== RECORDS TO PROCESS ==

▼

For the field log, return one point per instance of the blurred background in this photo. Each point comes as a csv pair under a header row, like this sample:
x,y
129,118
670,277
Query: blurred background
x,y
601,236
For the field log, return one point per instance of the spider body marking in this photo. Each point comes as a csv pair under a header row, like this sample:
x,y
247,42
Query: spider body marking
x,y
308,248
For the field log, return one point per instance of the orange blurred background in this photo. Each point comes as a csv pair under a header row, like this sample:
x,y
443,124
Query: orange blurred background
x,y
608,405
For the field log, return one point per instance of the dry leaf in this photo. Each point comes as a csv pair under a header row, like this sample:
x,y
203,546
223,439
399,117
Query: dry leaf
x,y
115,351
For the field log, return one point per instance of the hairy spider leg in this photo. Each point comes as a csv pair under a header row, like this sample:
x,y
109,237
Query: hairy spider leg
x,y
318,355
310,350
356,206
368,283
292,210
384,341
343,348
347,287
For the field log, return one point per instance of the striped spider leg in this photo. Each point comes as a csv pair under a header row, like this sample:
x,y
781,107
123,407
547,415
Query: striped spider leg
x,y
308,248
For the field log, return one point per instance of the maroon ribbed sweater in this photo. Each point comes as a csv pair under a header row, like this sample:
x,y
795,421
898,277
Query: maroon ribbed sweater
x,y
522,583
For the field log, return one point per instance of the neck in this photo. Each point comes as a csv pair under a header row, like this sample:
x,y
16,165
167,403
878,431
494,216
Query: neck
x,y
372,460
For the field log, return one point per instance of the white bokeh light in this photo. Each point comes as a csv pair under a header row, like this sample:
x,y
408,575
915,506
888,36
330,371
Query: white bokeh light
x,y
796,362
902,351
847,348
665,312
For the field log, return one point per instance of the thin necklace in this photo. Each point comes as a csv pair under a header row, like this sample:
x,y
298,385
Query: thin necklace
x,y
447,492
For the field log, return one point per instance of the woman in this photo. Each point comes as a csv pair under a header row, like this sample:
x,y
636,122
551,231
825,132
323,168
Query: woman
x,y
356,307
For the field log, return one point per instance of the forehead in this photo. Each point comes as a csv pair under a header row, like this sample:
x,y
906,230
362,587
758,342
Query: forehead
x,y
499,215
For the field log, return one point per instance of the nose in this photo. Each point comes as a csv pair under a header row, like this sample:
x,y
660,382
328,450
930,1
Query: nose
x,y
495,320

▲

== STATED TASK ==
Replace "field log" with "survey record" throughout the lines above and give them again, changing nothing else.

== FULL SOLUTION ==
For the survey record, return one point per instance of the blurred background in this photo. Each point comes as a csv pair under a header row, like this sample:
x,y
129,118
670,277
Query: blurred background
x,y
601,236
For the survey record, return one point per instance of the spider body marking in this photo. Each point comes as a csv pair under a header row, like this sample:
x,y
247,42
Query: spider body marking
x,y
308,248
For the survey record, return one point per instance of the orange blurred background in this photo. Each point comes as a csv pair under a header row, like this sample:
x,y
443,124
Query: orange blurred background
x,y
608,405
For the survey record, return one point per instance of the dry leaf in this photo. Each point comes as a csv pair under a header row, like this sample:
x,y
203,546
223,439
399,117
Query: dry leaf
x,y
115,351
For the survey record, return one point per instance of the hairy spider leg in this photo. Each point comes as a csv pair under a header row, like this sample:
x,y
109,237
Query: hairy spider leg
x,y
318,355
310,350
356,206
368,283
292,210
384,341
343,348
347,287
For the survey record, return one point per instance of the striped spider leg in this photo. Each point comes as a csv pair under a header row, like this sample:
x,y
781,107
123,407
547,415
Query: striped spider leg
x,y
308,248
For the survey record, return one point per instance of the maroon ribbed sweater in this photo. Each point comes as a csv pair under a header row, like this sample:
x,y
795,421
898,277
Query: maroon ribbed sweater
x,y
522,583
For the survey record, return one point per instance of the neck in this photo. Each point comes as a csv pair under a header row, like this sample:
x,y
16,165
167,403
878,431
494,216
Query: neck
x,y
372,460
For the survey record, return one point per instance of the white bokeh light in this photo. Each point comes as a csv pair under a header row, like this sample:
x,y
408,575
915,506
888,36
330,371
Query: white bokeh light
x,y
796,362
902,351
847,348
665,312
For the survey record, return one point per instance of the thin necklace in this photo. Each point comes as a csv pair under a header row, like this sample:
x,y
298,385
Query: thin necklace
x,y
447,492
For the survey record, return one point per instance of the woman in this photo. Each point comes as a csv pair under a header row, like this sample:
x,y
636,122
551,231
825,132
323,168
Query: woman
x,y
356,307
For the survey record, return one point per instance of the forehead in this photo. Each point comes as a csv pair under a header row, like this sample:
x,y
906,230
362,587
758,342
Query: forehead
x,y
499,215
For the survey record, return one point per instance of the nose in this photo. Each point comes as a csv pair under a header row, like this sample:
x,y
660,382
328,450
930,1
Query: nose
x,y
495,320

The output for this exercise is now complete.